» TASK DATA:
/---

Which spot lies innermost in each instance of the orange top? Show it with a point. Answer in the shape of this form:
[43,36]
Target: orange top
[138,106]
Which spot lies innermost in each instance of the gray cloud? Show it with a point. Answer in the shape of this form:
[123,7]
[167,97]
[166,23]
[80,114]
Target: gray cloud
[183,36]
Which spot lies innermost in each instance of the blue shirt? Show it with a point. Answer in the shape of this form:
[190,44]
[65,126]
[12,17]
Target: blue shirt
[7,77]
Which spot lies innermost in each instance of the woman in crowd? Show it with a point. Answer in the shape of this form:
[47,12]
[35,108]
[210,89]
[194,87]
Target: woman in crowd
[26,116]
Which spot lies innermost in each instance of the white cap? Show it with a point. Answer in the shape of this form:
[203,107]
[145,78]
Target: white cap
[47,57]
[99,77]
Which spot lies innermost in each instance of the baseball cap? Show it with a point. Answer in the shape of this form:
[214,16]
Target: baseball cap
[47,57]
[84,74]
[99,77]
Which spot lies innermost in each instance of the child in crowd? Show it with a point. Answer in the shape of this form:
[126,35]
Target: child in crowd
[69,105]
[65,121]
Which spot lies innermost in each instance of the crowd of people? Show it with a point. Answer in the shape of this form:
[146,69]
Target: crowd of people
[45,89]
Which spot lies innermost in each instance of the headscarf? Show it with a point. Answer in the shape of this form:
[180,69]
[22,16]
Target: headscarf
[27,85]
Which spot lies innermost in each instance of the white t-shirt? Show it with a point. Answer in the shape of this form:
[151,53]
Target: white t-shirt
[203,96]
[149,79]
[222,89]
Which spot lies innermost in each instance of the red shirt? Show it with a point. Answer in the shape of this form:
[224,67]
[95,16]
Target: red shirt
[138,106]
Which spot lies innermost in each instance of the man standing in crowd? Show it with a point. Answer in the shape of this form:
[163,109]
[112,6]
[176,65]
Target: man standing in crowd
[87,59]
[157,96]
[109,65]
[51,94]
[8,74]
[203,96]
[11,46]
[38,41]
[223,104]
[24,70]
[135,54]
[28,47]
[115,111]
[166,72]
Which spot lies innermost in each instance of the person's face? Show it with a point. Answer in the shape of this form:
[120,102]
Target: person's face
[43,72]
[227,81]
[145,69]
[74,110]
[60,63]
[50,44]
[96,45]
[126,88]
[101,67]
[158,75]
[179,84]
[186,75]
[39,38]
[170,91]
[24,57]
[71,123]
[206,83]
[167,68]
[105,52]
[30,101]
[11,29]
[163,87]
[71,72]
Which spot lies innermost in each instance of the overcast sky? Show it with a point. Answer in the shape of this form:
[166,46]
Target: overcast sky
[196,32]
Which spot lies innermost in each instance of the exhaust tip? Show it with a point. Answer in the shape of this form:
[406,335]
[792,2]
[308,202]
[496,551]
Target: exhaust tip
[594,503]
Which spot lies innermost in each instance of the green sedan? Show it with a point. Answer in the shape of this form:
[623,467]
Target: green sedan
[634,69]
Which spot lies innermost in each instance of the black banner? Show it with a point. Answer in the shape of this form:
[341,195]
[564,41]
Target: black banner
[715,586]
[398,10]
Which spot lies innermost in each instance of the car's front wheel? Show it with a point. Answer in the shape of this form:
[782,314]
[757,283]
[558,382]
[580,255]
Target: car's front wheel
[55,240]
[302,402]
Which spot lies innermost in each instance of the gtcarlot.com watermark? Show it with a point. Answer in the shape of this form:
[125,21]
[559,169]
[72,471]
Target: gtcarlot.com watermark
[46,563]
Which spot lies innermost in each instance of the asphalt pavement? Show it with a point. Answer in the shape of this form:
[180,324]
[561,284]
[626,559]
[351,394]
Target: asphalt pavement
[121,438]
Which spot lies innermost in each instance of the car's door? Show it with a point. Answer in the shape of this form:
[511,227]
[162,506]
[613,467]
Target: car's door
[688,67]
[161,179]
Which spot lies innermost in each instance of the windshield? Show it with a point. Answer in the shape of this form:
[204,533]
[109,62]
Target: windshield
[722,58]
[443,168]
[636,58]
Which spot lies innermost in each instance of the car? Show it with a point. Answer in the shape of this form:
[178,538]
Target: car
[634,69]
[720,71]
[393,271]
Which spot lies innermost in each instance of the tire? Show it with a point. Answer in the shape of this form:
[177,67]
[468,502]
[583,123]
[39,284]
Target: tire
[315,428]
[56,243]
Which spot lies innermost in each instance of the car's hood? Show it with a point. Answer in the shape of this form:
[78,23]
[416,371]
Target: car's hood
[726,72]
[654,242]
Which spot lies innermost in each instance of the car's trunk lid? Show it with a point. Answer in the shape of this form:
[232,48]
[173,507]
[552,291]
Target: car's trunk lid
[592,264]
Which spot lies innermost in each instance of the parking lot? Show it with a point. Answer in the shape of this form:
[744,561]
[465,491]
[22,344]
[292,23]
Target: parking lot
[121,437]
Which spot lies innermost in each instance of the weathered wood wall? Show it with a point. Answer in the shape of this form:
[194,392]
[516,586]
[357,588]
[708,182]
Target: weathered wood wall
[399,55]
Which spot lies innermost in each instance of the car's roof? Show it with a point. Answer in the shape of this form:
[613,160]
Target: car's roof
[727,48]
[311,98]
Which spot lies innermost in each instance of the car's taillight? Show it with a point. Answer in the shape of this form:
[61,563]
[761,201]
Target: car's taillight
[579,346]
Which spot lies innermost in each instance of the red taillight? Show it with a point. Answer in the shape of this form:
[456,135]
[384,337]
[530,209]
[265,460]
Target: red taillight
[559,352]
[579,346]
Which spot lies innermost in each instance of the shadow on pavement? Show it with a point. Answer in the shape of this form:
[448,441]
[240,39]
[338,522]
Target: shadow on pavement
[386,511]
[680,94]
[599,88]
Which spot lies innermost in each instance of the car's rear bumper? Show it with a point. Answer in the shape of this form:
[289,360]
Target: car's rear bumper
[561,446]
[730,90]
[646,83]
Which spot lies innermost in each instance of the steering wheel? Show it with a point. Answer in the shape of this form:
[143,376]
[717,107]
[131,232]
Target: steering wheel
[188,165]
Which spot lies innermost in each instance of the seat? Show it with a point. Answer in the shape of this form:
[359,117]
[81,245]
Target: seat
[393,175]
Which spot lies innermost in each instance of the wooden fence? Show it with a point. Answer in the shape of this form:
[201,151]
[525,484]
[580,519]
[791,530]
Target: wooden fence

\---

» YOUR TASK: Using the material above, print every entry exactly as written.

» TASK OUTPUT:
Which spot lies innermost in each instance of the orange top? Show it with a point. Answer in the shape of this form:
[43,36]
Target: orange top
[138,106]
Which spot lies innermost in each instance of the gray cloud? Show it with a point. Answer in the shape of this form:
[123,7]
[167,97]
[166,23]
[80,114]
Target: gray cloud
[183,36]
Which spot lies innermost in each instance of the blue shirt? Show it with a point. Answer in the shape of this form:
[190,44]
[65,126]
[12,17]
Target: blue shirt
[7,77]
Which spot lies innermost in each instance of the woman in crowd? Show it with a point. Answer in the shape of this form:
[47,12]
[35,108]
[210,89]
[194,87]
Target: woman in crowd
[26,116]
Which spot lies innermost in each instance of the white cap? Show it with a point. Answer in the shape of this form:
[203,107]
[145,78]
Target: white cap
[47,57]
[99,77]
Which spot lies innermost in each instance of the baseball cap? Show it with a point. Answer in the shape of this form:
[214,16]
Target: baseball cap
[47,57]
[84,74]
[99,77]
Which spot lies innermost in each instance of the child in crowd? Show it with a point. Answer in the shape of this form:
[126,35]
Target: child in crowd
[69,105]
[65,121]
Which spot lies innermost in each instance of the crowd of people? Show it with a point. Answer in the shape of this form:
[146,69]
Target: crowd of people
[45,89]
Which spot lies innermost in each instance of the headscarf? Show it with a point. Answer in the shape of this form:
[180,69]
[22,16]
Target: headscarf
[27,85]
Which spot lies innermost in each instance of the white t-shirt? Show it with a point. Answer in the shape of this form:
[151,53]
Target: white t-shirt
[203,96]
[149,79]
[222,89]
Which spot lies innermost in each instance of the red shirt? Show it with a point. Answer in the shape of this form:
[224,67]
[95,16]
Target: red shirt
[138,106]
Which spot lies innermost in each instance of the man standing in crowd? Show it with a point. Answer in the shape of this form:
[163,109]
[112,6]
[176,65]
Target: man standing in crowd
[87,59]
[157,96]
[109,65]
[51,94]
[8,74]
[203,96]
[11,46]
[38,41]
[223,104]
[24,70]
[135,54]
[28,47]
[115,111]
[166,72]
Which spot lies innermost in each instance of the person's face? Show it with a point. Answer in the shape of this form:
[120,102]
Target: person's face
[43,72]
[227,81]
[145,69]
[74,110]
[60,63]
[50,44]
[96,45]
[126,88]
[101,67]
[158,75]
[179,84]
[186,75]
[39,38]
[170,91]
[24,57]
[71,123]
[206,83]
[167,68]
[105,52]
[30,101]
[11,29]
[163,87]
[71,72]
Which spot lies innermost in each instance of the overcast sky? Show it with a point. Answer in the shape of this form:
[166,46]
Target: overcast sky
[196,32]
Which spot lies innermost in each instance of the exhaust tip? Show it with a point. Answer in the shape of this form:
[406,335]
[792,2]
[308,202]
[496,551]
Target: exhaust tip
[594,503]
Which spot lies innermost in each instance of the green sedan? Show it with a point. Answer in the shape of this form:
[623,467]
Target: green sedan
[634,69]
Which spot lies innermost in each instance of the black banner? Show it with a point. Answer in the shape of this form:
[341,195]
[564,41]
Target: black banner
[715,586]
[398,10]
Which spot lies innermost in each instance of the car's front wheel? Show it with a point. Answer in the shape of this form:
[782,314]
[757,283]
[558,382]
[580,255]
Target: car's front wheel
[55,240]
[302,402]
Which spot lies innermost in each instance of the gtcarlot.com watermark? Show it with a point. Answer in the shape of this form:
[125,21]
[559,169]
[72,471]
Target: gtcarlot.com watermark
[46,563]
Which spot lies innermost in each instance of the asphalt pavement? Show it with a point. Answer in the shape of this form:
[180,324]
[561,284]
[626,559]
[351,394]
Target: asphalt pavement
[121,438]
Which spot lies innermost in each instance of the car's door? Show it with a point. Answer in the shape of this form:
[511,227]
[162,506]
[613,467]
Target: car's door
[688,67]
[161,179]
Which spot lies innermost in each instance of the windshield? Show it with a point. Answer in the shape of this form:
[204,533]
[109,62]
Target: windshield
[722,58]
[443,168]
[636,58]
Which spot lies innermost in each instance of the car? Show it with a point. Answer in the shape of this form:
[178,538]
Target: car
[634,69]
[720,71]
[393,271]
Which spot lies innermost in each instance of the tire? Show it with a point. Answer in the shape of this form:
[177,67]
[468,502]
[583,123]
[39,284]
Target: tire
[315,428]
[56,243]
Which spot lies innermost in each instance of the car's hood? Show it with a point. Answer in the shape of this form:
[78,23]
[416,371]
Target: car's hood
[726,72]
[654,242]
Which spot lies innermost in each instance of the car's trunk lid? Show it with a point. Answer in the shape of this form:
[232,48]
[173,507]
[552,291]
Target: car's trunk lid
[592,264]
Which spot lies innermost in each instance of the parking lot? Show it with a point. Answer in the shape of this form:
[744,561]
[465,491]
[22,344]
[292,23]
Target: parking lot
[121,437]
Which spot lies innermost in each instance of the weathered wood wall? Show it with a point. Answer in the shape of this form:
[194,392]
[516,586]
[357,588]
[708,182]
Target: weathered wood wall
[399,55]
Which spot lies innermost in each instance of the car's roof? Show it with a point. Answer in the shape of this form:
[613,160]
Target: car's roof
[727,48]
[311,98]
Which spot lies innermost in each instance of the car's taillight? Show it with a point. Answer in the shape of this form:
[61,563]
[761,201]
Target: car's taillight
[579,346]
Which spot lies innermost in each instance of the red taillight? Show it with a point. Answer in the shape of this form:
[456,135]
[384,337]
[530,209]
[265,460]
Target: red taillight
[559,352]
[579,346]
Which spot lies innermost in each instance of the shadow on pavement? Show it with a point. Answer in the shape of this form:
[448,441]
[240,39]
[338,522]
Target: shadow on pavement
[386,511]
[680,94]
[599,88]
Which spot lies innermost in each instance of the car's rear bumper? Show it with a point. Answer in the shape of this form:
[289,360]
Target: car's rear bumper
[561,446]
[730,90]
[646,83]
Which spot lies innermost in each instance of the steering wheel? Show it with a point. Answer in the shape of this form:
[143,376]
[717,107]
[131,232]
Target: steering wheel
[188,165]
Which spot lies innermost in each instance of the seat? Show it with a point. Answer in the shape of this form:
[359,117]
[81,245]
Target: seat
[393,175]
Which spot lies innermost in each instance of the wooden fence? Show it with a point. Answer in the shape of this form:
[201,151]
[525,484]
[580,519]
[791,530]
Target: wooden fence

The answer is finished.